#### [Work to complete]
Convert all of the rows below into a JSON list of strings, with one string per line. Omit blank lines and leave the pictures out.
::: Records provided
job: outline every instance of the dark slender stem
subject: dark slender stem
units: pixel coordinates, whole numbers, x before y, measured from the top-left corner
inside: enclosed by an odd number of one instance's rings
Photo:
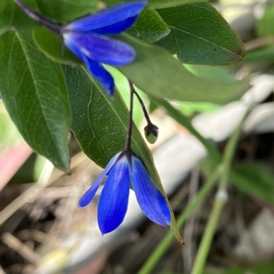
::::::
#### [Exercise output]
[
  "job: outline every instance of the dark slender stem",
  "subject: dark slender stem",
  "units: pixel coordinates, whole numbers, x before y, measured from the top-left corner",
  "inside: enclosed by an odd number of one instance's rings",
  "Photo:"
]